• [INSTRUCTIONS]
[1] Extract the full text on caching data on each application server, reproducing every line without changes.
[2] Copy the part of the entries that opens with the line containing "Shelf-audit tool: tag the front porch" and closes with the final line of the entries, character for character.

Why Do We Cache Data Locally For Each Application Server?

Advantages:

  • better response time

  • no communication required for data that’s already in the cache (scalability)

  • no context switches during processing

Disadvantages:

  • lower cache hit rate

  • higher database load

  • high memory footprint

  • communication required for cache updates

Application Server Pools

Application server processes are grouped into pools and each pool is assigned to a subset of the databases. For example, application servers 1-10 are assigned to database A, while application servers 11-20 are assigned to database B. One application server pool can also serve multipley databases, but one database belongs to exactly one pool.

Why Do We Need them

Since one AS is only responsible for a subset of databases, the potential amount of cacheable data is devided by the number of pools. This improves the cache hit rate and limits the amount of cache data per application server. It also limits the amount of communication required to exchange cache updates, because these updates are only communicated between application servers that belong to the same pool.

Without pools, each application server would be resposible for all shops. The more shops are created, the more data would have to be cached by every application server. Adding more application servers would result in higher avarage response times, because it becomes less and less likely to find an application server that has the right cache data. And the application servers would become more expensive, because they’d need much more RAM.

• [DATA IN THIS EXERCISE]
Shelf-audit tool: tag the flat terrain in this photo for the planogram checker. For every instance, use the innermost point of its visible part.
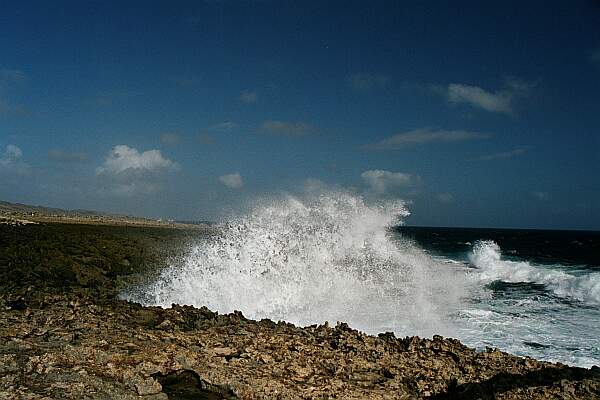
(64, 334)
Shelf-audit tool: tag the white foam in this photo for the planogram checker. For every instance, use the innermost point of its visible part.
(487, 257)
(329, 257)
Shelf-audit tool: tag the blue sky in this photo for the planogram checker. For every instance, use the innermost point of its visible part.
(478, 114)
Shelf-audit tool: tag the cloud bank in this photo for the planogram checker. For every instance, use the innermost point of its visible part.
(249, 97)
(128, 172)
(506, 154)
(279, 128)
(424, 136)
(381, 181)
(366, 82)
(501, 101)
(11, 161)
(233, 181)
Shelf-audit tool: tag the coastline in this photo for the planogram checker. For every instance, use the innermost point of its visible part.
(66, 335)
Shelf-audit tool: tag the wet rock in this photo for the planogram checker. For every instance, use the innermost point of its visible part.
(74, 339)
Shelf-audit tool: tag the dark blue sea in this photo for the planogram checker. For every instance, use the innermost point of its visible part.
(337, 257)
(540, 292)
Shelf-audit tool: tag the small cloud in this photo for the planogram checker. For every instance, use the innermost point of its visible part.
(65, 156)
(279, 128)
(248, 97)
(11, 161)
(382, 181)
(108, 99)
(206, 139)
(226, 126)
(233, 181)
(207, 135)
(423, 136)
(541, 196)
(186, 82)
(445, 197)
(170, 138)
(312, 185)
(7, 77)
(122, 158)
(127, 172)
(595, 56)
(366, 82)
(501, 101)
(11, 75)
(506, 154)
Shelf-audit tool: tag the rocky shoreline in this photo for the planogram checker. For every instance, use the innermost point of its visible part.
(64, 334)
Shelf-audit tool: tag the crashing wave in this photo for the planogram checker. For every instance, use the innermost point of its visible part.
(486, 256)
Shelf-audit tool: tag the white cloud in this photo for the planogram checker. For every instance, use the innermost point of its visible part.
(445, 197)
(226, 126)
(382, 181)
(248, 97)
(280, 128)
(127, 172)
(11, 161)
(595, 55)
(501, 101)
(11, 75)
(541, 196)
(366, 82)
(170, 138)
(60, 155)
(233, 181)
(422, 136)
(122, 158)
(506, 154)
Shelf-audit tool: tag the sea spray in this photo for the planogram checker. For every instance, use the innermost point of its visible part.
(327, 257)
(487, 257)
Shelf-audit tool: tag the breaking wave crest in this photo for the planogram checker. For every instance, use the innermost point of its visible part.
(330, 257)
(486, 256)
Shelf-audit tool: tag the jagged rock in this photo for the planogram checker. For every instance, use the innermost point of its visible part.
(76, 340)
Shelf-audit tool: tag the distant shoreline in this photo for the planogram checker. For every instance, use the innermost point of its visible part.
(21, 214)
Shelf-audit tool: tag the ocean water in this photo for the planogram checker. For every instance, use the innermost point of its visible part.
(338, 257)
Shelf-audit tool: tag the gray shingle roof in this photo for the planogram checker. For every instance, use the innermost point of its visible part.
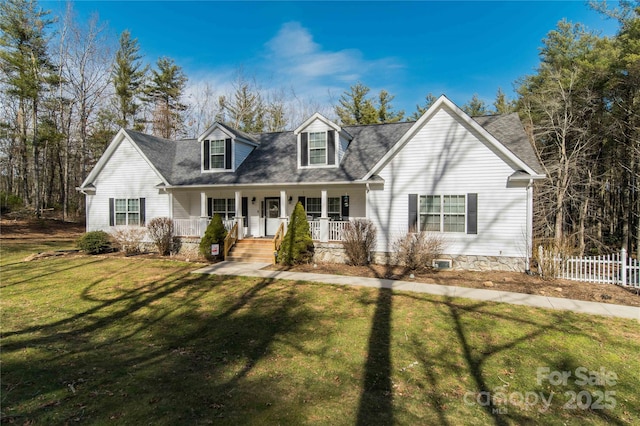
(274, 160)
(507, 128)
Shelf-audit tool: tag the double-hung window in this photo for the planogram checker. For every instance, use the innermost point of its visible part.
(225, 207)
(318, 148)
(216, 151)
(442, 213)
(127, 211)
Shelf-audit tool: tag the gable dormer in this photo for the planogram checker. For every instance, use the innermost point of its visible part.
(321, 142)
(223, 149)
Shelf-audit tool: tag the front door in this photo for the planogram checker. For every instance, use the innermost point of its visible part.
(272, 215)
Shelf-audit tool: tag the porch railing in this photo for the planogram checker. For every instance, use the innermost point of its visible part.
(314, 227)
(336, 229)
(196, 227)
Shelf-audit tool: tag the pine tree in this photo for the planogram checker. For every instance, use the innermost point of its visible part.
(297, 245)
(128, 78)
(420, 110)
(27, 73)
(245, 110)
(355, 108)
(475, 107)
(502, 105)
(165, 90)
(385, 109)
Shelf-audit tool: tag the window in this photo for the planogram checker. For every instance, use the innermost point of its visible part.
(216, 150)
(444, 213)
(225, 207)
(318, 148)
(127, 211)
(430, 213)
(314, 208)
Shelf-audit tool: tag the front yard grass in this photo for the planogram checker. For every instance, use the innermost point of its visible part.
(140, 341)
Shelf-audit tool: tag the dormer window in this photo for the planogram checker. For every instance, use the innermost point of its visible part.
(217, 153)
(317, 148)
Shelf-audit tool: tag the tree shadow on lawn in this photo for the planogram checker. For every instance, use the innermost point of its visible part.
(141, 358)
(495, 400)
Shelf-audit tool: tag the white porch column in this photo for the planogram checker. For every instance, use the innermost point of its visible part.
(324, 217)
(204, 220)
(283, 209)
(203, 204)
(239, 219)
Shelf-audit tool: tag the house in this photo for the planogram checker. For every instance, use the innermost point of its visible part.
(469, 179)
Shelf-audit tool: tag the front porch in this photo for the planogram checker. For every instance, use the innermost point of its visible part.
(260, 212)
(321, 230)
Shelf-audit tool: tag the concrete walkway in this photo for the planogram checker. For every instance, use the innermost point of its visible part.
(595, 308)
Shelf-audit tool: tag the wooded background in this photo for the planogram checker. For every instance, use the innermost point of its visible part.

• [ANSWERS BELOW]
[1]
Why Do We Cache Data Locally For Each Application Server?

Advantages:

  • better response time

  • no communication required for data that’s already in the cache (scalability)

  • no context switches during processing

Disadvantages:

  • lower cache hit rate

  • higher database load

  • high memory footprint

  • communication required for cache updates

Application Server Pools

Application server processes are grouped into pools and each pool is assigned to a subset of the databases. For example, application servers 1-10 are assigned to database A, while application servers 11-20 are assigned to database B. One application server pool can also serve multipley databases, but one database belongs to exactly one pool.

Why Do We Need them

Since one AS is only responsible for a subset of databases, the potential amount of cacheable data is devided by the number of pools. This improves the cache hit rate and limits the amount of cache data per application server. It also limits the amount of communication required to exchange cache updates, because these updates are only communicated between application servers that belong to the same pool.

Without pools, each application server would be resposible for all shops. The more shops are created, the more data would have to be cached by every application server. Adding more application servers would result in higher avarage response times, because it becomes less and less likely to find an application server that has the right cache data. And the application servers would become more expensive, because they’d need much more RAM.

[2]
Shelf-audit tool: tag the front porch in this photo for the planogram checker. For every instance, use the innermost point of its visible part.
(260, 212)
(321, 230)
Shelf-audit tool: tag the concrete walkway in this photo for the planogram checker. For every instance, use the innermost point of its visible part.
(595, 308)
Shelf-audit tool: tag the wooded background in this photo for the planogram checker. For every instance, use the innermost point of its visible part.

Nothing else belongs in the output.